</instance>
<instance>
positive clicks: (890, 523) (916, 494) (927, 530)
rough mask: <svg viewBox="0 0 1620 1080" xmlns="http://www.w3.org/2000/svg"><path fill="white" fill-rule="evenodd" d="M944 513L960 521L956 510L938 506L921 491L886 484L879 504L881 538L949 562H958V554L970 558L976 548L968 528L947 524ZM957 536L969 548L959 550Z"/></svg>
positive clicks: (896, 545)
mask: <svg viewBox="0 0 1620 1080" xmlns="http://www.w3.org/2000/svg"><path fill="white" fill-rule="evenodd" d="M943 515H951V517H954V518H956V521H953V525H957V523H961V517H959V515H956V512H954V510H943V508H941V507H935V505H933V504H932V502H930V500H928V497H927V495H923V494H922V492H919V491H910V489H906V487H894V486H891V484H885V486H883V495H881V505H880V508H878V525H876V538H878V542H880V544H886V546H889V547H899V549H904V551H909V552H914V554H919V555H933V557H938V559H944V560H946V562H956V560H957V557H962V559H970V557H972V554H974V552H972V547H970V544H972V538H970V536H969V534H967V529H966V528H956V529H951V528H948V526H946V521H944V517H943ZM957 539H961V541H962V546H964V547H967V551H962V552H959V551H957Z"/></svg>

# WORK REQUEST:
Can you update the stretch from the start of the records through the line containing "positive clicks: (890, 523)" by writing "negative" in place of "positive", and give back only those lines with nothing else changed?

# OUTPUT FOR THIS EXERCISE:
</instance>
<instance>
negative clicks: (890, 523) (916, 494) (927, 530)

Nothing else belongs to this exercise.